#### STATED GOAL
Retype all material exactly. Pictures stay out of the copy.

#### RECORDS SHOWN
────────
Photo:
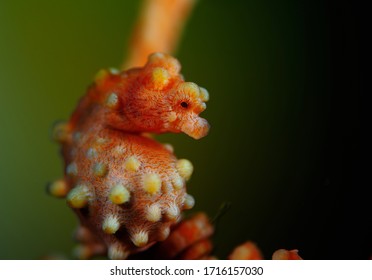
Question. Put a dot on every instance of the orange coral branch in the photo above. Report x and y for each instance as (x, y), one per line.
(158, 30)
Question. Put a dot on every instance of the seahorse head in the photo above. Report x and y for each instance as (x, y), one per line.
(156, 99)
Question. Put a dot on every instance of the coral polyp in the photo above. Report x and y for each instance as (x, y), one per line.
(127, 189)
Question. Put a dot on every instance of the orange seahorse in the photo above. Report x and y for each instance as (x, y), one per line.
(126, 188)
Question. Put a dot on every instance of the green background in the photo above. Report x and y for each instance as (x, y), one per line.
(263, 63)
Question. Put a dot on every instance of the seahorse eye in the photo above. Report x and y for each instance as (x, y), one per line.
(184, 104)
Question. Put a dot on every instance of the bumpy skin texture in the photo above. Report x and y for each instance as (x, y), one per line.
(127, 189)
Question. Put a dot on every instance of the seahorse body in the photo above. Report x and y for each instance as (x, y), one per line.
(127, 189)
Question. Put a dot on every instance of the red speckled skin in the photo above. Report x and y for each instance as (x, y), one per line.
(106, 129)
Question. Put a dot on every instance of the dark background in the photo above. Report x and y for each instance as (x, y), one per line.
(288, 145)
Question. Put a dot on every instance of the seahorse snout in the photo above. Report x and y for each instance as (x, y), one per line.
(196, 128)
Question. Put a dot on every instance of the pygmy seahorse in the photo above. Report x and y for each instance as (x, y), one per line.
(127, 189)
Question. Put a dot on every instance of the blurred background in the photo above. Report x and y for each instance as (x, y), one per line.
(286, 112)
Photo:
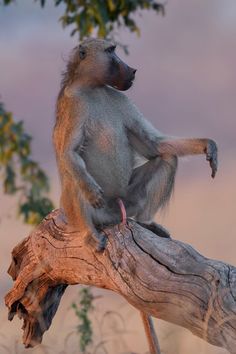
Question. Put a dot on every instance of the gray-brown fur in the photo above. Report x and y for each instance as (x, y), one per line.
(100, 135)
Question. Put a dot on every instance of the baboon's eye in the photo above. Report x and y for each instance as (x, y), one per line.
(110, 49)
(82, 53)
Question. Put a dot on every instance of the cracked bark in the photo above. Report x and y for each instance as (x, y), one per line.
(164, 278)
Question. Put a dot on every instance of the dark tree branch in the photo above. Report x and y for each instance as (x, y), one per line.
(164, 278)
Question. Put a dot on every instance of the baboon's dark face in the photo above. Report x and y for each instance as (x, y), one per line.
(100, 65)
(120, 75)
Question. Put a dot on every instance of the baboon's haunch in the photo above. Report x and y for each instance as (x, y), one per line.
(99, 136)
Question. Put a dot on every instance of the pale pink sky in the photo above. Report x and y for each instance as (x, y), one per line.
(186, 85)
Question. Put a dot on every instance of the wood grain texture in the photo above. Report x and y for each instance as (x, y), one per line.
(165, 278)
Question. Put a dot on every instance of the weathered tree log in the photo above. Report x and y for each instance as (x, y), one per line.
(162, 277)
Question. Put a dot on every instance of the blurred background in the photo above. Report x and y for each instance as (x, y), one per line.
(186, 85)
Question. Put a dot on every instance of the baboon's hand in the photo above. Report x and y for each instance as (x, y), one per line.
(211, 156)
(95, 196)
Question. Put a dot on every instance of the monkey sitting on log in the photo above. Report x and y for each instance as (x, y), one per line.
(99, 135)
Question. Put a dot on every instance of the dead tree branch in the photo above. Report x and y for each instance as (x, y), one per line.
(164, 278)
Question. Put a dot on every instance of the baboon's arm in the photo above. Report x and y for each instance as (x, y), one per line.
(150, 143)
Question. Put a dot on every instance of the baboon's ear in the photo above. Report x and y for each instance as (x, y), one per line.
(82, 52)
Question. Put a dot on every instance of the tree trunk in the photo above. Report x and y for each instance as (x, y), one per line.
(165, 278)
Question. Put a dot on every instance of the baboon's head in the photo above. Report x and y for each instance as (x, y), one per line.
(95, 63)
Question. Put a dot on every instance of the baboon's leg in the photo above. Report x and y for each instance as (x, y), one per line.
(150, 188)
(78, 215)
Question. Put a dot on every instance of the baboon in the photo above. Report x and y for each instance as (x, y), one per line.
(111, 160)
(106, 149)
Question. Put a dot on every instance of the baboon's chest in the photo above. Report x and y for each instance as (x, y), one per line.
(107, 152)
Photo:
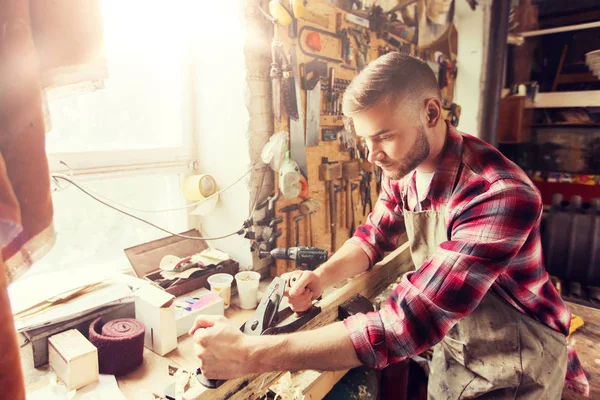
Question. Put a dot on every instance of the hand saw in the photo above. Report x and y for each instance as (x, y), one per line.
(265, 322)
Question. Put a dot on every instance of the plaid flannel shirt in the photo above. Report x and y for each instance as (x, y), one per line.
(493, 214)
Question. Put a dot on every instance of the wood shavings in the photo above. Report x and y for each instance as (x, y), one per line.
(287, 389)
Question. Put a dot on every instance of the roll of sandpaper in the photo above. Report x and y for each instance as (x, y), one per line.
(120, 344)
────────
#### EXERCISE RESULT
Photo:
Question. Put a dot on every instance of the orange coral branch in the photo above. Report x and y for each instance as (x, y), one per line.
(158, 30)
Question. Put a dot on every instance of the seahorse head in the photo above. Report x and y for each instance as (x, y), one per line.
(156, 99)
Question. Put a dot on every instance of the coral polyp in the photo above. Report x and y for each instance as (x, y), one per line.
(127, 189)
Question. Put a dot on every instance of the orange seahorse in the photo above. Report x and y for each instance as (x, y), one per line.
(126, 188)
Question. Put a dot on every instance of the green background in the photo above. Report x and y for each instance as (x, y), one per line.
(263, 63)
Question. Put a dot on every instance of the seahorse eye in the photo above. Report x and y for each instance as (x, y), one per line.
(184, 104)
Question. Put a dot on every instance of the bumpy skin texture in the photo above. Report x and y for each instance as (x, y), one per line.
(127, 189)
Question. Put a dot on every instance of the seahorse body in the photo above. Report x and y for each instance as (x, y), one per line.
(127, 189)
Question. Put a dot on every instance of the red speckled skin in the photo above. Report x and y for each instance as (x, y), one per line.
(106, 129)
Question. Put a dot on every instance of the dark background in the photo above. Report x and y for each instance as (x, y), one per line.
(288, 145)
Question. Put a dot on every instance of the seahorse snout in the photo above. Report x and y for each instance as (x, y), one per line.
(196, 128)
Question. Put a dot on every instance of the pygmy seahorse in the photo above. Report x and y for each instance as (x, y), one per line.
(127, 189)
Question. Put a dot on every instance of the blurred background in the photo above. Report x and y for each instance as (x, y), one per line.
(286, 112)
Photo:
Question. Put a dot on every instance of the gray-brown fur in the photo above. Report x and y for each instance as (x, y), one per line.
(100, 135)
Question. Put a dot on every instance of the baboon's eye in the photo above. Report x and y for each instance as (x, y), one per line.
(110, 49)
(82, 53)
Question. Put a dot on every instance of the cracked bark in the photo above. Report x and y for each instance as (x, y), one per line.
(164, 278)
Question. Put a dot on every instance of the dark tree branch in the photo above. Report x and y for each instance as (x, y), one per line.
(164, 278)
Question. Put a dot on every instance of the baboon's dark face in the photo above. Report x and y for each instance as (x, y), one per line.
(100, 65)
(120, 75)
Question. Put a dot on every instance of the baboon's haunch in the photo above. Report x and y for each instance as (x, y), one per line.
(99, 136)
Question. Put a dot on every instance of the pale pink sky in the photo above. Report x and y for each instance as (x, y), one per line.
(186, 85)
Question. Put a dot on every instance of the wood grain texture in the photo above. Report x and y for each instance as (x, y), one per line.
(165, 278)
Question. Put a dot on every instance of the weathered tree log in the photo above. Report x and y for each instance as (x, y), one per line.
(162, 277)
Question. Put a dot on every instance of the blurred background in the photo above. Report x and y for each instance as (x, y), one per line.
(186, 85)
Question. Put a dot on every instance of the baboon's hand in the photo above. Report x and y for each instance as (x, y), one per line.
(211, 156)
(95, 196)
Question. Put a dot on every instance of the monkey sitting on log in the photo above. Report x and y for each instance as (x, y), one per line.
(99, 135)
Question. Put a dot on every instance of the dead tree branch in the photo above. Report x and y for each instance as (x, y), one per line.
(164, 278)
Question. Put a dot on every instance of the baboon's arm in the photo above. Report x and y for each instance as (x, y), one per line.
(150, 143)
Question. Put a dot on every instance of the baboon's ear in the photo above. Report x and y for each instance as (x, y), one per line.
(82, 52)
Question. Put a dot on every instance of the tree trunk in the photo above. Report x and y for each instance as (x, y), one per line.
(165, 278)
Question. Put a dot on every instance of the baboon's head in the photo above. Report x and y for each instance as (x, y), one per line.
(95, 63)
Question. Put a dot on every instance of the baboon's leg in the photo above. Report x and y for each instance as (x, y), one per line.
(150, 188)
(78, 215)
Question. Put a dot on every instance of the baboon in the photo above. Report x and y for each instance as (x, y), one per line.
(111, 160)
(106, 149)
Question. Put a dot on every instance of the baboon's chest in the photo above. Report x and y for each instance as (x, y), one per line.
(107, 152)
Photo:
Question. Put a dot on every instance of the hand saw in the photo above. Report x and y for each instance as (x, y), one per line.
(265, 322)
Question. Put a dot on every instance of the plaid flannel shirt in the photo above. Report x and y for each instance as (x, y), one per line.
(493, 214)
Question. Put a dot on every instance of the wood shavings in the photo above. Report x and y for each instance as (x, y), one per line.
(287, 389)
Question. Put a dot on every instance of the roll of sandpaper in the photo above. Report x and y for each instance as (x, y), one per line.
(120, 344)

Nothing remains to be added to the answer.